> _Given task_
Give every line of the records below as a numbered list, leaving out any blank lines.

--- Begin ---

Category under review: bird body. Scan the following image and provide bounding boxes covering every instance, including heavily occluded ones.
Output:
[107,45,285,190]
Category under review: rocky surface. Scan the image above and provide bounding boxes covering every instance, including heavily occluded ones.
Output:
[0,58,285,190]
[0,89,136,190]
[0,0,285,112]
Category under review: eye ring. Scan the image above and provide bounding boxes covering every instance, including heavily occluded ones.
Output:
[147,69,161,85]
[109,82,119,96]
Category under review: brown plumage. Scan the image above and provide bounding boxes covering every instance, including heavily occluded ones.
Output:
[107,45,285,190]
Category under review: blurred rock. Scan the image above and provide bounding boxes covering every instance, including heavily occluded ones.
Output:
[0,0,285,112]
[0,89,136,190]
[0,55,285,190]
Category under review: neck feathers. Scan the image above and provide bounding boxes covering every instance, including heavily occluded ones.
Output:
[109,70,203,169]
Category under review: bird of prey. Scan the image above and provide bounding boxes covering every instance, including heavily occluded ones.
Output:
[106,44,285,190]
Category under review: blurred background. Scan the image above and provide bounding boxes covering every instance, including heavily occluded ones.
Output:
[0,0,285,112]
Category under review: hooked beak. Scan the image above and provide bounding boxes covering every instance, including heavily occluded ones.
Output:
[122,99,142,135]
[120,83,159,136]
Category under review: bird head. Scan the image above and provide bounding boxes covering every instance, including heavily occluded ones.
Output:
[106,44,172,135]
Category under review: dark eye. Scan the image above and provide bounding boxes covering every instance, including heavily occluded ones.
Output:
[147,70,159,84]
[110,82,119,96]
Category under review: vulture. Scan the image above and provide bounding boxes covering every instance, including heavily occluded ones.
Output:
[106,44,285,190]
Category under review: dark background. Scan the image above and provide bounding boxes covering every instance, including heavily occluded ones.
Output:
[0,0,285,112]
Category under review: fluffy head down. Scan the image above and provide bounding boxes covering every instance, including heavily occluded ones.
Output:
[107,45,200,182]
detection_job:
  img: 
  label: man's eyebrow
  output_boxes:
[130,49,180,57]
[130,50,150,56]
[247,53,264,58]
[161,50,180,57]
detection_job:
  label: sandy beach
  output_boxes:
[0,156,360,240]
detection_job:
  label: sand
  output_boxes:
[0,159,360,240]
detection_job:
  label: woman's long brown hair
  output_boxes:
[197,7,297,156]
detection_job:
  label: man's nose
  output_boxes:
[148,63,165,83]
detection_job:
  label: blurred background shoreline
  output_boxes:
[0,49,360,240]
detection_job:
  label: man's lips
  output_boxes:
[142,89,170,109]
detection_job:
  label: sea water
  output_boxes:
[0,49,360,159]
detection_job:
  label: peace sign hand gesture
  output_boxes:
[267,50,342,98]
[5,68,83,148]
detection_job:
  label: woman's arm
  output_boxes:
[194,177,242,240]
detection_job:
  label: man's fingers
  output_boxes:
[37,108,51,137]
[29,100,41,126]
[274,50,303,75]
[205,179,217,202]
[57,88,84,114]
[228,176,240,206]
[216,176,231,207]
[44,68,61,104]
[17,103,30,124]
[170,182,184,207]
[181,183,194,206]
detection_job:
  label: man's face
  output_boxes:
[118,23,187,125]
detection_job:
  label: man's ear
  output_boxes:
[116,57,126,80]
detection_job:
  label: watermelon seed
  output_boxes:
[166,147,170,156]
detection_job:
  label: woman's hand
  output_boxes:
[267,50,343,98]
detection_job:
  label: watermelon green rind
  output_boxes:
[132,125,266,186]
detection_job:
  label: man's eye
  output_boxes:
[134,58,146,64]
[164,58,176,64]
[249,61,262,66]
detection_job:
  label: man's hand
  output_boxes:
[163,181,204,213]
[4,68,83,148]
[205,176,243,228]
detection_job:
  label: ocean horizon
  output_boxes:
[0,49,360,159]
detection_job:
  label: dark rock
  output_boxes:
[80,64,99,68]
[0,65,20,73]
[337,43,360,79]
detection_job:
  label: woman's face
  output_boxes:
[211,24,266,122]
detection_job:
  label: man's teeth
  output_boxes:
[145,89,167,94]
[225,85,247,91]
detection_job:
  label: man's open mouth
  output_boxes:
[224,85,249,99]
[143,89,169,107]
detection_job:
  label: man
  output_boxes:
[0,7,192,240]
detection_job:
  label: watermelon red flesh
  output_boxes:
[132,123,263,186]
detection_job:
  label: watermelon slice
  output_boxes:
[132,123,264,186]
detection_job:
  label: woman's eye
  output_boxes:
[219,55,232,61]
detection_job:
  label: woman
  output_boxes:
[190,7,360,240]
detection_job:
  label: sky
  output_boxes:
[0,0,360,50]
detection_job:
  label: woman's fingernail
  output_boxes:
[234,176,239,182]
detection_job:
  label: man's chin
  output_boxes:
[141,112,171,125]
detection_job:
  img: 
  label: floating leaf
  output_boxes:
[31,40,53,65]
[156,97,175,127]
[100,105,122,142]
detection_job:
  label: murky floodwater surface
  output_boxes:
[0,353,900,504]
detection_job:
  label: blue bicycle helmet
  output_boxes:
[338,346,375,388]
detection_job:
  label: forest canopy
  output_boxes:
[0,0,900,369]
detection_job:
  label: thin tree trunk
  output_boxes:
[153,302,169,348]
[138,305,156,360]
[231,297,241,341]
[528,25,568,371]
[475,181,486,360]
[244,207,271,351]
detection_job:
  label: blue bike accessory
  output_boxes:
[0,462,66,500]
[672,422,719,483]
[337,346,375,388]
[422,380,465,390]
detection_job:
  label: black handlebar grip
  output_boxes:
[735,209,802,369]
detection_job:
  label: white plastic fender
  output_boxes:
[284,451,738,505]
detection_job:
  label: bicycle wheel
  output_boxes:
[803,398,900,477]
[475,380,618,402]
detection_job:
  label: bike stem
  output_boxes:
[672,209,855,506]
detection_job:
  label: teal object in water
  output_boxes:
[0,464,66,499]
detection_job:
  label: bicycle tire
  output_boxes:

--- End ---

> _Solved exercise_
1. Category under review: bird body. Scan the following image and provide bounding boxes covering every instance, including heavily occluded ones.
2. Output:
3. [107,45,285,190]
4. Category under review: rocky surface. Scan the image above and provide bounding boxes covering every instance, including heavily occluded ones.
5. Output:
6. [0,58,285,190]
7. [0,89,136,190]
8. [0,0,285,112]
9. Category under review: eye ring. Scan the image above and provide bounding boxes covering every instance, including heavily occluded ones.
10. Output:
11. [147,69,161,85]
12. [109,82,119,96]
13. Category under review: brown plumage. Scan the image above and provide bounding boxes covering every instance, including heavily occluded ones.
14. Output:
15. [107,45,285,190]
16. Category under review: blurred rock. Scan the image above and provide bounding boxes covering every instance, including heavily occluded ones.
17. Output:
18. [0,0,285,112]
19. [0,89,136,190]
20. [0,55,285,190]
21. Category under review: neck feathers. Scan the image above and provide bounding boxes covering every instance, including heavily occluded ones.
22. Output:
23. [109,70,203,169]
24. Category under review: bird of prey. Scan the image above and provide bounding boxes covering every instance, including heavily occluded ones.
25. Output:
26. [106,44,285,190]
27. Category under review: blurred background. Scan the image above and provide bounding boxes covering every instance, including heavily occluded ones.
28. Output:
29. [0,0,285,112]
30. Category under review: hooked beak. Scan the image above and provide bounding boxes covering every instance, including heavily occluded ones.
31. Output:
32. [122,99,142,135]
33. [120,83,159,136]
34. Category under review: bird head. Scan the image above and provide bounding boxes covering every instance, including heavily occluded ones.
35. Output:
36. [106,44,172,135]
37. Category under review: dark eye. Scan the image above and provide bounding boxes covering every instance, including heavily occluded ones.
38. Output:
39. [147,70,159,84]
40. [110,82,119,96]
41. Category under review: vulture. Scan the image above and provide bounding boxes covering every instance, including heavily occluded ones.
42. Output:
43. [106,44,285,190]
44. Category under review: dark background. Scan the image above and provide bounding boxes covering every instance, including heavily occluded ones.
45. Output:
46. [0,0,285,112]
47. Category under review: fluffy head down. Scan the image above and provide bounding boxes covering every instance, including heavily occluded ones.
48. Output:
49. [107,45,200,182]
50. detection_job:
51.   img: 
52.   label: man's eyebrow
53.   output_boxes:
54. [130,49,180,57]
55. [130,50,150,56]
56. [247,53,264,58]
57. [161,50,180,57]
58. detection_job:
59.   label: sandy beach
60.   output_boxes:
61. [0,156,360,240]
62. detection_job:
63.   label: sand
64.   output_boxes:
65. [0,159,360,240]
66. detection_job:
67.   label: woman's long brown hair
68.   output_boxes:
69. [197,7,297,156]
70. detection_job:
71.   label: man's nose
72.   output_boxes:
73. [148,63,165,83]
74. detection_job:
75.   label: blurred background shoreline
76.   output_boxes:
77. [0,49,360,240]
78. detection_job:
79.   label: man's lips
80.   output_boxes:
81. [142,89,170,109]
82. detection_job:
83.   label: sea water
84.   output_boxes:
85. [0,49,360,159]
86. detection_job:
87.   label: peace sign hand gesture
88.   output_boxes:
89. [267,50,342,98]
90. [5,68,83,148]
91. detection_job:
92.   label: woman's arm
93.   output_boxes:
94. [194,177,242,240]
95. detection_job:
96.   label: man's fingers
97.   output_boxes:
98. [37,108,51,137]
99. [29,100,41,126]
100. [274,50,303,75]
101. [205,179,217,202]
102. [57,88,84,114]
103. [228,176,240,206]
104. [216,176,231,207]
105. [44,68,61,104]
106. [17,103,30,124]
107. [170,182,184,207]
108. [181,183,194,206]
109. detection_job:
110.   label: man's face
111.   output_boxes:
112. [118,23,187,125]
113. detection_job:
114.   label: man's ear
115.   output_boxes:
116. [116,57,126,80]
117. detection_job:
118.   label: watermelon seed
119.   output_boxes:
120. [166,147,170,156]
121. detection_job:
122.   label: woman's hand
123.   output_boxes:
124. [267,50,343,98]
125. detection_job:
126.   label: watermelon green rind
127.   output_boxes:
128. [132,125,266,186]
129. detection_job:
130.   label: man's eye
131.   output_boxes:
132. [134,58,146,64]
133. [164,58,176,64]
134. [249,61,262,66]
135. detection_job:
136.   label: man's hand
137.   output_boxes:
138. [163,181,204,213]
139. [4,68,83,148]
140. [205,176,243,228]
141. detection_job:
142.   label: ocean horizon
143.   output_boxes:
144. [0,49,360,159]
145. detection_job:
146.   label: dark rock
147.   output_boxes:
148. [80,64,99,68]
149. [0,65,20,73]
150. [337,43,360,79]
151. detection_job:
152.   label: woman's face
153.   output_boxes:
154. [211,24,266,122]
155. detection_job:
156.   label: man's teeth
157.   output_boxes:
158. [145,89,167,94]
159. [225,85,247,91]
160. detection_job:
161.   label: man's open mouth
162.   output_boxes:
163. [224,85,249,99]
164. [143,89,169,107]
165. detection_job:
166.   label: man
167.   output_boxes:
168. [0,7,192,240]
169. detection_job:
170.   label: watermelon red flesh
171.   output_boxes:
172. [132,123,263,186]
173. detection_job:
174.   label: watermelon slice
175.   output_boxes:
176. [132,123,264,186]
177. detection_job:
178.   label: woman's eye
179.   output_boxes:
180. [219,55,232,61]
181. detection_job:
182.   label: woman
183.   output_boxes:
184. [190,7,360,240]
185. detection_job:
186.   label: sky
187.   output_boxes:
188. [0,0,360,50]
189. detection_job:
190.   label: woman's fingernail
191.   output_boxes:
192. [234,176,239,182]
193. detection_job:
194.   label: man's chin
195.   output_boxes:
196. [141,112,171,125]
197. detection_job:
198.   img: 
199.   label: floating leaf
200.   output_boxes:
201. [31,40,53,65]
202. [156,97,175,127]
203. [100,105,122,142]
204. detection_job:
205.   label: murky floodwater surface
206.   output_boxes:
207. [0,353,900,504]
208. detection_job:
209.   label: blue bicycle helmet
210.   output_boxes:
211. [338,346,375,388]
212. detection_job:
213.   label: forest canopy
214.   output_boxes:
215. [0,0,900,369]
216. detection_job:
217.   label: thin tree trunk
218.   output_boxes:
219. [153,302,169,348]
220. [138,305,156,360]
221. [231,297,241,341]
222. [528,25,568,371]
223. [475,181,486,360]
224. [244,207,271,351]
225. detection_job:
226.   label: blue bike accessory
227.   output_boxes:
228. [0,462,66,500]
229. [672,422,719,483]
230. [337,346,375,388]
231. [422,380,465,390]
232. detection_job:
233.   label: black handlebar grip
234.   output_boxes:
235. [735,209,802,369]
236. detection_job:
237.   label: white plastic fender
238.   output_boxes:
239. [284,451,738,505]
240. detection_job:
241.   label: bicycle wheel
242.   output_boxes:
243. [803,398,900,477]
244. [475,380,618,402]
245. detection_job:
246.   label: bike stem
247.   output_boxes:
248. [672,209,855,506]
249. detection_job:
250.   label: teal object in water
251.   output_boxes:
252. [0,464,66,499]
253. detection_job:
254.   label: bicycle tire
255.   output_boxes:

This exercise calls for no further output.